== Extracted text ==

BEGIN

Commanders and leaders
- Beornwulf of Mercia: Ecgberht of Wessex

= Battle of Ellendun =

Battle between Ecgberht of Wessex and Beornwulf of Mercia in 825

The Battle of Ellendun or Battle of Wroughton was fought between Ecgberht of Wessex and Beornwulf of Mercia in September 825. Sir Frank Stenton described it as "one of the most decisive battles of English history". It began the establishment of West Saxon dominance in southern England.

== Background ==

During the 8th century and early 9th centuries, the kings of Mercia exercised a fluctuating hegemony over the kingdoms of southern England, imposing their overlordship and at times exercising direct rule. While Wessex had at times been obliged to recognise the overlordship of Æthelbald of Mercia, it appears to have escaped the dominance of the Mercians thereafter.

Ecgberht's father Ealhmund was king of Kent in the 780s, which had brought his family into conflict with the ambitions of Offa of Mercia, who sought to impose direct rule on Kent. After his father's death, Ecgberht was driven from England into exile by Offa, with the co-operation of Beorhtric of Wessex and his accession to the throne of Wessex on Beorhtric's death in 802 was immediately followed by a violent clash with Mercia. However, the available sources reveal no further conflict between the two kingdoms before 825.

Beornwulf seized the Mercian throne from Ceolwulf, who had in 821 succeeded on the death of his brother, the long-reigning and powerful Coenwulf. His attack on Wessex two years later may have been part of an effort to consolidate his own authority and reassert that of Mercia after this upheaval.

Beornwulf may also have been seeking to take advantage of Ecgberht's preoccupation with warfare against the Britons of Cornwall. Ecgberht had devastated Cornish territory in 815 and in the autumn of 825 he was again campaigning against the Britons, at Gafulford.

== Location ==

The Battle of Ellendun is thought to have taken place south of Swindon, in Wiltshire, but the exact site has not been determined. William Camden, in his 1610 gazetteer A Chronological description of the most flourishing Kingdomes, England, Scotland, and Ireland, suggests that the battle took place close to Wilton, just to the west of Salisbury. Charles Oman used geographical information and contemporary boundaries as evidence to suggest the battle occurred at Wroughton, which is 4 mi south of Swindon. T. Spicer has suggested the battle took place on the grounds of what is now Lydiard Park, in Swindon.

END

== Set of tasks ==
**a.** In the passage on the Battle of Ellendun, who called the battle "one of the most decisive battles of English history"?
**b.** Please continue the passage on the Battle of Ellendun, picking up after its last sentence.

== Given records ==
BEGIN

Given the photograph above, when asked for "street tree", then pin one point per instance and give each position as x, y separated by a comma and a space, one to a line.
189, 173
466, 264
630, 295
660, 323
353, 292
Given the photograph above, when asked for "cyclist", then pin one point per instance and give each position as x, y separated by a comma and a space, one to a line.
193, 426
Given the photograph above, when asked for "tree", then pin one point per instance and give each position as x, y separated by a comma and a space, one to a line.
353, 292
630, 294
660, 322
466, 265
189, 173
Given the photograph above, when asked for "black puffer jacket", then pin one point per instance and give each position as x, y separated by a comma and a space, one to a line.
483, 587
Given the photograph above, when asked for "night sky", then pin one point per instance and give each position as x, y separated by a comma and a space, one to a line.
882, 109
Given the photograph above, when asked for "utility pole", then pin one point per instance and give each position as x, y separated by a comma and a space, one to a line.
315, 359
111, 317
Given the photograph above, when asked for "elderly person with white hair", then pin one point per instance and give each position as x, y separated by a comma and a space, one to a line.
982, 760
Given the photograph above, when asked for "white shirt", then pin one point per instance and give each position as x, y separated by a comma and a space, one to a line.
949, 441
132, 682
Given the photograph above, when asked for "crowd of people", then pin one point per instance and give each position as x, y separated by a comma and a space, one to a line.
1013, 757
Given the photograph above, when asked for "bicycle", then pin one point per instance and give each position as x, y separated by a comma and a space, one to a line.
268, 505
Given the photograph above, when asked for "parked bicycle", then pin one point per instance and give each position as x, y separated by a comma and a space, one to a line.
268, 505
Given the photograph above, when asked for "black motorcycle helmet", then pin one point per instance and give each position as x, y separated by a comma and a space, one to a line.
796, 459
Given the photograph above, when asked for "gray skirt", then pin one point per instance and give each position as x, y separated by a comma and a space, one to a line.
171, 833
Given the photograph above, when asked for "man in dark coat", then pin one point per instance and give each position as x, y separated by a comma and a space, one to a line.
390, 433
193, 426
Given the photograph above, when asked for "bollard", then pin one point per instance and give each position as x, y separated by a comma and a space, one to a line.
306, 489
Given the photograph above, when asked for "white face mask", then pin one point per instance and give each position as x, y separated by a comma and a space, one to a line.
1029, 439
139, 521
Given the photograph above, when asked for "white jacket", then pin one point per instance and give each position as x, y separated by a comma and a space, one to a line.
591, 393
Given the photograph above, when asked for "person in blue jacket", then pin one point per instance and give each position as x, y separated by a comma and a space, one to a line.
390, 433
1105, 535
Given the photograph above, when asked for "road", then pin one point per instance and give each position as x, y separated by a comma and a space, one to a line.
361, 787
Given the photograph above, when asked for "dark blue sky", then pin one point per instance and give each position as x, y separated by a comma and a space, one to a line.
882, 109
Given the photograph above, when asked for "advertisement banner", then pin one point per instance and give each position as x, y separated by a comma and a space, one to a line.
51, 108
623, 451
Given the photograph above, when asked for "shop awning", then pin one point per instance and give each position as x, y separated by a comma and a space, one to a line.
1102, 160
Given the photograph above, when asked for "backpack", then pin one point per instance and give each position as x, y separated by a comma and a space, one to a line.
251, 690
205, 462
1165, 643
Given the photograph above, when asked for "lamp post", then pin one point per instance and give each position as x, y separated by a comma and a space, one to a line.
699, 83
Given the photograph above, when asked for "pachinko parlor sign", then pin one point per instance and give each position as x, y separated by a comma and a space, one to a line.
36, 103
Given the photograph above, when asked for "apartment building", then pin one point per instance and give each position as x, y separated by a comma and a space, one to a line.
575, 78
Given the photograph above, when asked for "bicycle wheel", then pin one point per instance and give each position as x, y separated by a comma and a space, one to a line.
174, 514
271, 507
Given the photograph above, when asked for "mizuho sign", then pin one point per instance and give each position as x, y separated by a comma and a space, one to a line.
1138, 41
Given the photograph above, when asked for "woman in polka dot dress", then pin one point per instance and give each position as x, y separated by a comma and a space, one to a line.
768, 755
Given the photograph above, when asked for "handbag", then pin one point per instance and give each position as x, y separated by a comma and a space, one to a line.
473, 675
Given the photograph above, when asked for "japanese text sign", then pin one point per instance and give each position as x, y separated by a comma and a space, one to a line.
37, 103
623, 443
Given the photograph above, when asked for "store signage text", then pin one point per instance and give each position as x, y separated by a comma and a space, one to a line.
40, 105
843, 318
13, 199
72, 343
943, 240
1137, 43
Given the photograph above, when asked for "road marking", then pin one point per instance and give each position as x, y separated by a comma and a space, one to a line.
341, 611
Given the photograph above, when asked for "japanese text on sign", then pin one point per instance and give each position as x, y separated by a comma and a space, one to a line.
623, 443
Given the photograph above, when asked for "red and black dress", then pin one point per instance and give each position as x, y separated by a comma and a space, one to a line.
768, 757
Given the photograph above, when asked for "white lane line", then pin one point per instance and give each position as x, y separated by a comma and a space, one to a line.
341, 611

END

== Responses ==
**a.** Sir Frank Stenton

**b.**
== Consequences ==

Ecgberht's victory permanently transformed the political situation in south-eastern England. The king at once sent his son Æthelwulf with an army into the south-east. The West Saxons succeeded in conquering Sussex (hitherto under direct Mercian rule), Kent, and Essex, which had been governed by under-kings who had accepted Mercian overlordship. All of these territories were annexed to Wessex, roughly doubling the kingdom's size.

Meanwhile, Beornwulf's defeat emboldened the East Angles to revolt against Mercian rule and reassert their independence, in alliance with Wessex. Beornwulf fought the East Angles, but was defeated and killed. His successor Ludeca met the same fate the following year and East Anglian independence was successfully re-established.

Ecgberht's power peaked in 829, when he occupied Mercia and secured recognition of his supremacy by the Northumbrians, making him temporarily the overlord of all England. Mercian independence was restored in the following year by Wiglaf, who achieved a significant recovery of Mercian prestige and was even able to extend his power over Berkshire. The independence of East Anglia and the West Saxon conquest of the south-east proved irreversible and Mercia never regained the primacy it had enjoyed in the century before Ellendun.